## Task
Restate word for word every line from the top of the data below down through the line that holds "Exercise. Label the white cardigan".

Data for review Block Start

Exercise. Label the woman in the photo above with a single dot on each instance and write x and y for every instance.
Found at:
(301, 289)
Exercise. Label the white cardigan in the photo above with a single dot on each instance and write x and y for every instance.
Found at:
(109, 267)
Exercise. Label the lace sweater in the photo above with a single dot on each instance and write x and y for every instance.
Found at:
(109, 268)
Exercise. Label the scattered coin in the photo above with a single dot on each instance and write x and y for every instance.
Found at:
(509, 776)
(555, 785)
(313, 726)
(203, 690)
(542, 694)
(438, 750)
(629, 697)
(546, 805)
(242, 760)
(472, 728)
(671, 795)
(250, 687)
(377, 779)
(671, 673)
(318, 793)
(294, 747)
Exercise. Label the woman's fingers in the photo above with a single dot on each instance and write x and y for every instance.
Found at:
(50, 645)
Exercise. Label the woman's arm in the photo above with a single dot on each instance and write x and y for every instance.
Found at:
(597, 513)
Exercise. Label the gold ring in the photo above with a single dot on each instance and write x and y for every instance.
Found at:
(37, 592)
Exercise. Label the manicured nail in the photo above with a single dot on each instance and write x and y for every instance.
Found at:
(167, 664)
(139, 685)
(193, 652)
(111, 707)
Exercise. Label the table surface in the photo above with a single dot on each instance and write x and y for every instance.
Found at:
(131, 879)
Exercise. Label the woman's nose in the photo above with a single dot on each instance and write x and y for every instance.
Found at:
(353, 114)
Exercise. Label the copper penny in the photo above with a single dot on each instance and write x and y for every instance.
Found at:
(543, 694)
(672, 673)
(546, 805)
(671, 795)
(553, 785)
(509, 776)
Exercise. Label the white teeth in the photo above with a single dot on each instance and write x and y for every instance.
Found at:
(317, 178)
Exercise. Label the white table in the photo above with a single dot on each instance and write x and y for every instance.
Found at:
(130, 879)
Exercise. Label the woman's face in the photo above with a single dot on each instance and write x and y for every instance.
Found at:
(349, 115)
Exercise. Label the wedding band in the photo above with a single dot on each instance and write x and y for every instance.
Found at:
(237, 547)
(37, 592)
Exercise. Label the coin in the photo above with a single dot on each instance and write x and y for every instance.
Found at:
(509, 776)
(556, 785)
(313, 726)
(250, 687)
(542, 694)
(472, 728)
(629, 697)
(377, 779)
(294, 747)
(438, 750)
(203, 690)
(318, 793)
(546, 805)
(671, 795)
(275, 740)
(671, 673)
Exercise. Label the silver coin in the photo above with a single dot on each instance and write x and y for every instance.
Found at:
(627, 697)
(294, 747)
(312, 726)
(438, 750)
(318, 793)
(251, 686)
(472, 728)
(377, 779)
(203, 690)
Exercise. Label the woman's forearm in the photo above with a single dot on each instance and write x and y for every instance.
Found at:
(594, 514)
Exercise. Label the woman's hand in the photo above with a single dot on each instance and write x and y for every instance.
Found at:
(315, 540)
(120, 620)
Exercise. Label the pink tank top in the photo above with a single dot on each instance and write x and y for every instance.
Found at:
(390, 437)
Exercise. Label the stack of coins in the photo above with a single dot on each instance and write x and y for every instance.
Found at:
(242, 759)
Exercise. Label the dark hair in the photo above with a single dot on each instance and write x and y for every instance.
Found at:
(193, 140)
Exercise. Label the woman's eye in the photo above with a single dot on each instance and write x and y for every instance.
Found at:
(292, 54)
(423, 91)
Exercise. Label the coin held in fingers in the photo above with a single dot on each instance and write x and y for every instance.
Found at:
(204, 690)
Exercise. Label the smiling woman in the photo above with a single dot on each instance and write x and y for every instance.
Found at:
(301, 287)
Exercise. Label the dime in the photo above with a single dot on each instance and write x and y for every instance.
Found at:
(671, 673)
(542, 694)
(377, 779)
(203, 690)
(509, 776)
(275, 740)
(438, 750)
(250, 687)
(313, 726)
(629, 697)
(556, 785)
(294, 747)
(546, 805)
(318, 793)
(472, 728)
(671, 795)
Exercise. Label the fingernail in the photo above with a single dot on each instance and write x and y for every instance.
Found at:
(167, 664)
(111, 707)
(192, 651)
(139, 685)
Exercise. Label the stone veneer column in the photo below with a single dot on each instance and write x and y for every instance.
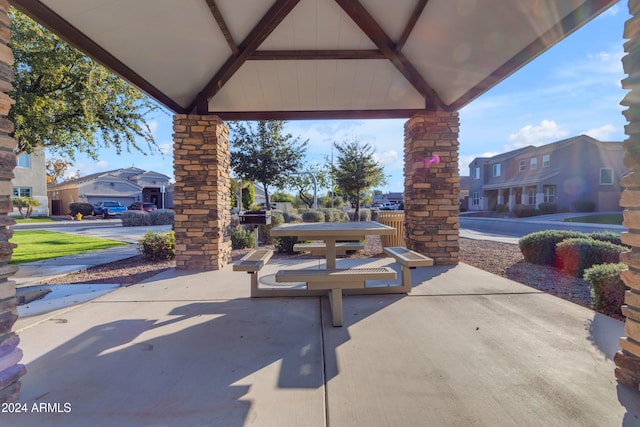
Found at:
(202, 198)
(10, 353)
(432, 185)
(627, 360)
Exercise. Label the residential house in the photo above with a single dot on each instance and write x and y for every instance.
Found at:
(30, 180)
(123, 185)
(575, 169)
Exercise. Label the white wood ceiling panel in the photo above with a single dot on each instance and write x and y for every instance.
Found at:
(392, 16)
(242, 15)
(162, 53)
(316, 85)
(485, 36)
(317, 24)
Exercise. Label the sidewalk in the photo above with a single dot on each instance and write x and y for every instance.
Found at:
(192, 348)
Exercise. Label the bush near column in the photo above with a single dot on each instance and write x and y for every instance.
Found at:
(607, 288)
(575, 255)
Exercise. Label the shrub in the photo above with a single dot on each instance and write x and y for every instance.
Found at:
(502, 208)
(81, 207)
(135, 218)
(242, 238)
(540, 247)
(161, 217)
(264, 231)
(522, 211)
(577, 254)
(607, 236)
(312, 216)
(607, 288)
(285, 244)
(158, 246)
(583, 206)
(547, 208)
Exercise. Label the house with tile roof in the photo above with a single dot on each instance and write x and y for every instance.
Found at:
(126, 186)
(578, 169)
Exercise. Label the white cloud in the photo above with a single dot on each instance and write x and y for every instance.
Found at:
(602, 133)
(546, 131)
(165, 148)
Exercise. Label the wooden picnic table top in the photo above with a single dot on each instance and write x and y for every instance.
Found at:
(324, 230)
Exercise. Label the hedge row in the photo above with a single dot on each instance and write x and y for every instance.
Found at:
(540, 247)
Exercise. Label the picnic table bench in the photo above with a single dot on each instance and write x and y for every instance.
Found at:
(320, 248)
(408, 261)
(335, 280)
(252, 263)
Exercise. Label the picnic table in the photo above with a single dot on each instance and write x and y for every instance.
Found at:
(332, 279)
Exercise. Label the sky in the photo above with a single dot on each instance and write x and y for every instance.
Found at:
(573, 88)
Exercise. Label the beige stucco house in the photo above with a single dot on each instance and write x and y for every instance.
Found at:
(30, 180)
(122, 185)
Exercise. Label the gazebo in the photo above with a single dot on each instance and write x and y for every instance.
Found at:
(211, 61)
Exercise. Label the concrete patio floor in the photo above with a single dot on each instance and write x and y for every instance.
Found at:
(465, 348)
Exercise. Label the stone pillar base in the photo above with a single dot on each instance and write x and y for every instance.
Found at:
(202, 198)
(432, 185)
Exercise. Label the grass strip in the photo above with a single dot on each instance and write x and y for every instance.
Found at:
(37, 245)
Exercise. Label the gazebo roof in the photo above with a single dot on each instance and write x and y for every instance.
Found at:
(295, 59)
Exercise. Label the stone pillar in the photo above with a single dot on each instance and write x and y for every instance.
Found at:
(627, 360)
(10, 353)
(202, 198)
(432, 185)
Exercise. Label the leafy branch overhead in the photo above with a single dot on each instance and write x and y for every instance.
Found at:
(67, 102)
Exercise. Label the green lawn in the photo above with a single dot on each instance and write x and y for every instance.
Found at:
(33, 220)
(609, 219)
(36, 245)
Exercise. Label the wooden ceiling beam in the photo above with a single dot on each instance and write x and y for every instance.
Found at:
(294, 55)
(374, 31)
(217, 15)
(413, 20)
(316, 114)
(268, 23)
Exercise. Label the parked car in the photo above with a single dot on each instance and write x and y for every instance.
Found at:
(108, 208)
(139, 206)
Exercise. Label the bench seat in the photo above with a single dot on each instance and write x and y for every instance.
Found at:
(252, 263)
(408, 260)
(335, 280)
(320, 248)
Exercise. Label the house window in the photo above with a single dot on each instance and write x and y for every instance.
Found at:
(522, 166)
(606, 176)
(549, 193)
(21, 191)
(24, 160)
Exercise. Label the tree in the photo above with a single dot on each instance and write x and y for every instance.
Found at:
(357, 171)
(56, 169)
(67, 102)
(265, 155)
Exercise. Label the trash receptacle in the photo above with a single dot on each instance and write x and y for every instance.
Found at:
(393, 219)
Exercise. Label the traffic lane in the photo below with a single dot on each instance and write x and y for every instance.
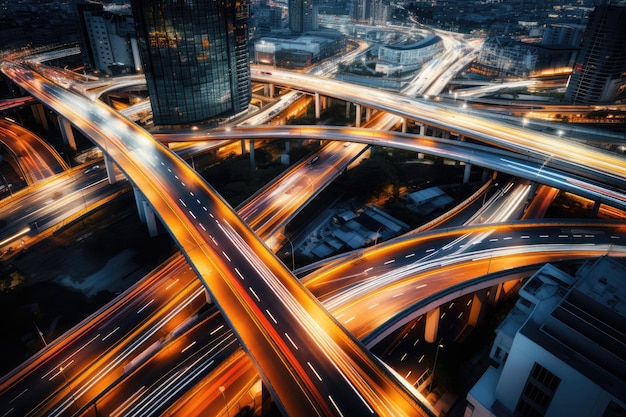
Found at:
(32, 383)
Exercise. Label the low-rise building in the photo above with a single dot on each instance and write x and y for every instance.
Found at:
(562, 349)
(407, 56)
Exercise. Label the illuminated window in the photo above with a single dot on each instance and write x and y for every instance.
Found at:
(538, 392)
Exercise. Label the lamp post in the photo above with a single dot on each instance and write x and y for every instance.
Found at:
(293, 254)
(61, 370)
(222, 389)
(40, 334)
(439, 346)
(9, 186)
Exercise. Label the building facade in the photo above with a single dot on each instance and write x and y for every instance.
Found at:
(302, 16)
(561, 351)
(407, 56)
(195, 58)
(505, 57)
(599, 75)
(108, 40)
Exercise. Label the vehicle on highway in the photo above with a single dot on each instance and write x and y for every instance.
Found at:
(92, 169)
(314, 160)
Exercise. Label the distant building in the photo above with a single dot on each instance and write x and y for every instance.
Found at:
(266, 16)
(298, 52)
(302, 16)
(108, 40)
(599, 75)
(195, 57)
(505, 57)
(407, 56)
(563, 35)
(561, 351)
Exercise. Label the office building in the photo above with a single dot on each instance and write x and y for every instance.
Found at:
(599, 74)
(195, 57)
(108, 40)
(302, 16)
(505, 57)
(561, 351)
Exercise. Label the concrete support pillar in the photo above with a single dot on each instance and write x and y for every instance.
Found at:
(533, 189)
(40, 115)
(485, 175)
(150, 219)
(466, 173)
(475, 309)
(66, 132)
(108, 165)
(495, 293)
(146, 214)
(139, 203)
(136, 55)
(432, 325)
(595, 209)
(317, 105)
(252, 162)
(422, 128)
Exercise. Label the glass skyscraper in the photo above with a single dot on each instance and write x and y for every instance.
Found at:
(195, 58)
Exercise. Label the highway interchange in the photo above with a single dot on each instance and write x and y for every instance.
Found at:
(187, 200)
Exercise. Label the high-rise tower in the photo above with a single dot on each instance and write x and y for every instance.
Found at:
(599, 75)
(302, 15)
(195, 58)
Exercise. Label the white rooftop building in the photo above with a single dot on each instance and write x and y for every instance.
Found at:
(562, 349)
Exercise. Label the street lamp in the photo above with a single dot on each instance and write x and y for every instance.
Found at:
(222, 389)
(439, 346)
(9, 186)
(293, 254)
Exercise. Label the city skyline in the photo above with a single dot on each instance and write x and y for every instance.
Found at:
(412, 115)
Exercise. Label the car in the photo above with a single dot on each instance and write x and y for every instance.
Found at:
(92, 169)
(314, 160)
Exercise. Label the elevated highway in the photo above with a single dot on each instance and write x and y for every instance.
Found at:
(309, 361)
(564, 175)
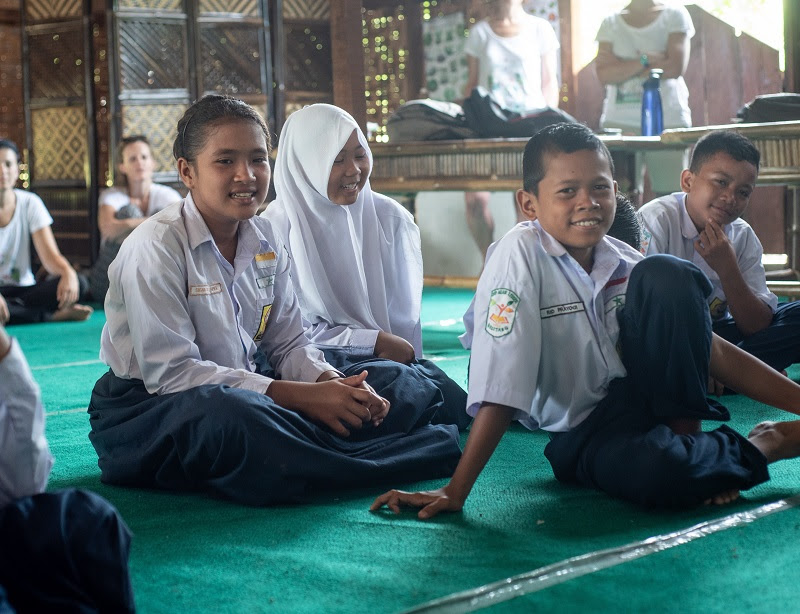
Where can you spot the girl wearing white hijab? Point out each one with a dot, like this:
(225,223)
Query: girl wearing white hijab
(356,258)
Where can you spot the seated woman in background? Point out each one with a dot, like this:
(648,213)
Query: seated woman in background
(122,208)
(356,258)
(23,217)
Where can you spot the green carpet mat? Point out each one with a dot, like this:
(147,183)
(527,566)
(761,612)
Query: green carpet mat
(191,553)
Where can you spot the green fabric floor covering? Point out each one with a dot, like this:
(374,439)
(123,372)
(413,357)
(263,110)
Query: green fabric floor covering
(195,554)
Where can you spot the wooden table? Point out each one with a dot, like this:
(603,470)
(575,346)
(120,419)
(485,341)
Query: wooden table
(496,164)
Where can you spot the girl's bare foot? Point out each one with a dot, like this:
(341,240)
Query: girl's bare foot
(722,498)
(777,440)
(73,313)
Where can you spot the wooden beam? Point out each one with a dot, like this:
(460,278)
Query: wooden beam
(347,55)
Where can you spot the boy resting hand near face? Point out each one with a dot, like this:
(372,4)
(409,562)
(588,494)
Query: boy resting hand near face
(702,224)
(575,333)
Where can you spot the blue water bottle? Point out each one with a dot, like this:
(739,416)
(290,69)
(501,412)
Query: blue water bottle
(652,113)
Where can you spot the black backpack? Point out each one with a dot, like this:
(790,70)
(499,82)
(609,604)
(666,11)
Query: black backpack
(490,120)
(771,108)
(428,120)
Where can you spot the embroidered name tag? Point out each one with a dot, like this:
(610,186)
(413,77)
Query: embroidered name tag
(615,302)
(262,326)
(265,282)
(503,304)
(266,260)
(205,290)
(561,310)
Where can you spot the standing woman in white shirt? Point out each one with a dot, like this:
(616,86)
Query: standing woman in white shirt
(213,385)
(356,262)
(514,56)
(24,219)
(122,208)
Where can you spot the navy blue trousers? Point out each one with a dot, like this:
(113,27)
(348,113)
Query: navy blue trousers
(778,345)
(391,380)
(624,447)
(65,551)
(240,445)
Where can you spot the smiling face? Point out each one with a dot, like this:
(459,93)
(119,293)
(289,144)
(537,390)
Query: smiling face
(576,201)
(9,169)
(349,172)
(720,190)
(230,175)
(137,162)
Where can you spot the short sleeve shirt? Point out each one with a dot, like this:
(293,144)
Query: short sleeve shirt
(668,229)
(623,103)
(29,217)
(543,333)
(511,67)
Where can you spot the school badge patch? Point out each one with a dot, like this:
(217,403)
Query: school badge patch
(503,304)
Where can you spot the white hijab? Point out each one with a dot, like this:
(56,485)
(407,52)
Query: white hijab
(357,265)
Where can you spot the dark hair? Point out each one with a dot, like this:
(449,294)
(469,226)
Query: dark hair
(204,113)
(553,139)
(733,143)
(626,225)
(8,144)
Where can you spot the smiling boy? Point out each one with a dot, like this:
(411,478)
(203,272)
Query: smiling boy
(575,333)
(702,224)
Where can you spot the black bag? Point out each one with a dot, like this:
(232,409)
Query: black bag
(490,120)
(428,120)
(771,108)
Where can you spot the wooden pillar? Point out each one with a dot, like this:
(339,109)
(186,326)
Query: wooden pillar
(348,59)
(791,33)
(12,114)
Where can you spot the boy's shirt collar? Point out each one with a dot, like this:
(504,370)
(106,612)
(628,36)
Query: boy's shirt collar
(607,258)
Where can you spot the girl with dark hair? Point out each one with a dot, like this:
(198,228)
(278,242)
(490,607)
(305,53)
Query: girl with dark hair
(213,385)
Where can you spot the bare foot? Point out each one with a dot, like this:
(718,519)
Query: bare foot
(723,498)
(685,426)
(777,440)
(73,313)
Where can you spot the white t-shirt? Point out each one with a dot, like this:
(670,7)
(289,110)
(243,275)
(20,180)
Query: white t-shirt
(29,217)
(160,197)
(511,67)
(543,332)
(622,107)
(668,229)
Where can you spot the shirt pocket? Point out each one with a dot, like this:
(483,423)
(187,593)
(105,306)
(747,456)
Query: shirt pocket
(264,299)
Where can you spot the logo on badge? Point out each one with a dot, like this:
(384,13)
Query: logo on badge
(503,304)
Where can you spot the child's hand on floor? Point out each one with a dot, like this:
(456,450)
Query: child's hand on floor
(431,501)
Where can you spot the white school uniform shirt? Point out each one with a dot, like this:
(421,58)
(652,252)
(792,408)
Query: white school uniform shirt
(357,268)
(25,459)
(510,67)
(543,333)
(668,229)
(178,315)
(29,217)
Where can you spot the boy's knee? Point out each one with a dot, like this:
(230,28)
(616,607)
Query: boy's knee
(669,276)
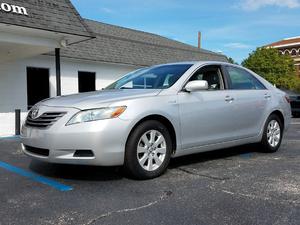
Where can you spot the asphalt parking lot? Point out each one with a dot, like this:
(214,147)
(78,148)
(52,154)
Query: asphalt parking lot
(230,186)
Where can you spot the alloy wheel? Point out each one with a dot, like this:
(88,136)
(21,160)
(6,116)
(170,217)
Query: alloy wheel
(151,150)
(273,133)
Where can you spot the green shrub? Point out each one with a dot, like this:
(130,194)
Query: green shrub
(278,69)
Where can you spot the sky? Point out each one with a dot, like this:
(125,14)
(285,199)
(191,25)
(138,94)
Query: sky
(233,27)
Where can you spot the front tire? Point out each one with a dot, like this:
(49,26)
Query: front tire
(148,150)
(272,136)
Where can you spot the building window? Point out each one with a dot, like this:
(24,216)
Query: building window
(294,52)
(38,87)
(86,81)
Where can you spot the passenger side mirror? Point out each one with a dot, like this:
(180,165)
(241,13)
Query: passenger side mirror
(196,85)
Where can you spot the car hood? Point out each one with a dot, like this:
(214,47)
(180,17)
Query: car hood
(98,98)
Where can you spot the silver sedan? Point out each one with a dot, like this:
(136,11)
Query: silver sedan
(156,113)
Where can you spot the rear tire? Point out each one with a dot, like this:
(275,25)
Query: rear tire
(272,135)
(148,150)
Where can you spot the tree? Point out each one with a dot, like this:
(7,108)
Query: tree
(276,68)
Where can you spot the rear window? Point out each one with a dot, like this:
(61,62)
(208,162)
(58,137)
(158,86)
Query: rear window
(241,79)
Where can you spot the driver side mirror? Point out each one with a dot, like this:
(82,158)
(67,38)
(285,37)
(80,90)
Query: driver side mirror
(196,85)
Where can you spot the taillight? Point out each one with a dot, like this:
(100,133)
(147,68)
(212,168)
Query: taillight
(287,98)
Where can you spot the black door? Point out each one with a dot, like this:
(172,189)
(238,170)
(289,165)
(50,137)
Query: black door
(37,85)
(86,81)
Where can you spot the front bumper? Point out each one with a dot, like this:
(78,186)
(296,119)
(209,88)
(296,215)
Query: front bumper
(105,138)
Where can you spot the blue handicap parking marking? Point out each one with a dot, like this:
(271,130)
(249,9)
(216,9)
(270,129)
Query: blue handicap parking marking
(35,177)
(247,155)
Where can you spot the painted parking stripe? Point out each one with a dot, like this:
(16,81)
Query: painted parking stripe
(16,137)
(35,177)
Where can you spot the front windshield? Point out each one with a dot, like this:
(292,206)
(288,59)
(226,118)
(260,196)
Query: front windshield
(158,77)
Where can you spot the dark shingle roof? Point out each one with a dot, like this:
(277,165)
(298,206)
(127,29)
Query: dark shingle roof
(122,45)
(52,15)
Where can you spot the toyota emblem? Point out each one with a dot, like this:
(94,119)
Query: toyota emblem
(34,113)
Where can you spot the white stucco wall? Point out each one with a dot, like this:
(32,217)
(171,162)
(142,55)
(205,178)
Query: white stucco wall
(13,84)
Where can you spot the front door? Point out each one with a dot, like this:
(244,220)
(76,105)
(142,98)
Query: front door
(206,116)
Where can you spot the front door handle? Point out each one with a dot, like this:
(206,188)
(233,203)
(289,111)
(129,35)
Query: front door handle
(267,96)
(229,99)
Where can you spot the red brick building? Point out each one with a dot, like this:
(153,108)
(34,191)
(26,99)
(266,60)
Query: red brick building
(291,47)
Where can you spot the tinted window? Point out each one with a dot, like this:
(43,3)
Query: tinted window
(158,77)
(213,76)
(243,80)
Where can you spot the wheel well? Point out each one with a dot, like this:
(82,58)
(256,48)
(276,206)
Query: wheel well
(280,115)
(165,122)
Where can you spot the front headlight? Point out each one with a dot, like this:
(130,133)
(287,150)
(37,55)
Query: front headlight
(96,114)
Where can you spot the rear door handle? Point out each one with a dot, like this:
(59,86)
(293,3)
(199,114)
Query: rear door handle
(229,99)
(267,96)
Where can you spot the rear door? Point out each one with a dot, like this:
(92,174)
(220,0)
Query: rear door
(251,99)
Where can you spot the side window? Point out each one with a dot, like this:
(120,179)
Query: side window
(243,80)
(213,76)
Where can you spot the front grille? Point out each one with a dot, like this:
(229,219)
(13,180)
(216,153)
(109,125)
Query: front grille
(45,120)
(37,151)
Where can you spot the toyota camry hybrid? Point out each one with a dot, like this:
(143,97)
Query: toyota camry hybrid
(153,114)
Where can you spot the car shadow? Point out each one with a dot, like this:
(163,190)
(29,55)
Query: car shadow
(76,172)
(98,173)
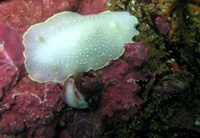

Data for review Block End

## Solved exercise
Exercise. Label the woman in the photo above with a single dot on each instance and write x and y for every instance.
Found at:
(301, 289)
Exercise. Label the white cardigan in the photo above with a single dot on each instance and write x and y for every instance.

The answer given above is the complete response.